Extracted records
** begin **

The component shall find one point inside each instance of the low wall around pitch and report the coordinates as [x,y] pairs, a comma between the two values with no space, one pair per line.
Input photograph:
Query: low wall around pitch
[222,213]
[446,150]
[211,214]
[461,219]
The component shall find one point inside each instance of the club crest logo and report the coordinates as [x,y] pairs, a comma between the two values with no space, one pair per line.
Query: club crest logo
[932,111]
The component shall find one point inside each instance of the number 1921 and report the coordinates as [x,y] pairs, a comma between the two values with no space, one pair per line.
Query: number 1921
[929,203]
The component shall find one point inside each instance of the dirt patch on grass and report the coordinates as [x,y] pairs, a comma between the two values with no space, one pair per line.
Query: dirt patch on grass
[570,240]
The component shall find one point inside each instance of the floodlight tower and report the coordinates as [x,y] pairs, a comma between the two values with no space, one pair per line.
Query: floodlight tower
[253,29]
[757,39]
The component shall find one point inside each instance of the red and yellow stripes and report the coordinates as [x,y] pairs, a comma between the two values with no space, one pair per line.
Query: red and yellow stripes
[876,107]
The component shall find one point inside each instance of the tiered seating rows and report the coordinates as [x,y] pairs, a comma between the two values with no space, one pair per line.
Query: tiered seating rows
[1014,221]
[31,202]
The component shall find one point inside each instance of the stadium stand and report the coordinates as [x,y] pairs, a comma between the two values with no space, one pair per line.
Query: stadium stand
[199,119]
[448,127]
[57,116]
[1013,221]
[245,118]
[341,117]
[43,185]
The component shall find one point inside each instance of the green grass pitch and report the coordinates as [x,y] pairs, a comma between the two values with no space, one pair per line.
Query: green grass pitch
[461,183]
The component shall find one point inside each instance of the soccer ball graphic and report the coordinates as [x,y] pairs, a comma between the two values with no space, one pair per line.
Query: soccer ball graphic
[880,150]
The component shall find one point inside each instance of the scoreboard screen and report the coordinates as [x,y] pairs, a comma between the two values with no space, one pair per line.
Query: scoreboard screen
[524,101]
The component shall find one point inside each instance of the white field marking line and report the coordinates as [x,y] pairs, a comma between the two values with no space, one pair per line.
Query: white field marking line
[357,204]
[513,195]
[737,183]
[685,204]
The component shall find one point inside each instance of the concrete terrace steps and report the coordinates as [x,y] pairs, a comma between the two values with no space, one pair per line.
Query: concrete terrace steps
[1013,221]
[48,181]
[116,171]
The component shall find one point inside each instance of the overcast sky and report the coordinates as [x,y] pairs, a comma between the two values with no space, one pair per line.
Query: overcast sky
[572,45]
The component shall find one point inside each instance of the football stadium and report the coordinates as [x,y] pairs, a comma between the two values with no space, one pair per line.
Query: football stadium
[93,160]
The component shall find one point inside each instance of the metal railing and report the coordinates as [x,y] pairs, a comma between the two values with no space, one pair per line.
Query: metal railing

** end **

What needs duplicating is the run of lines from the one containing "of the overcast" through the last line of the entries above, exact and complete.

• Output below:
The component shall find one point inside each instance of the overcast sky and report the coordinates as [x,y] pairs, a comma between the two values with no space, one pair per line.
Query: overcast sky
[572,45]
The component shall find one point inside each instance of the football stadium and report the coordinates as [x,y] pairs, a comma between the two values with no space, one pair per line.
Query: football stadium
[93,160]
The component shall find one point inside each instance of the metal railing and report the coordinates as [x,y] pairs, a comma between the two values with no space, one pair per line.
Query: metal railing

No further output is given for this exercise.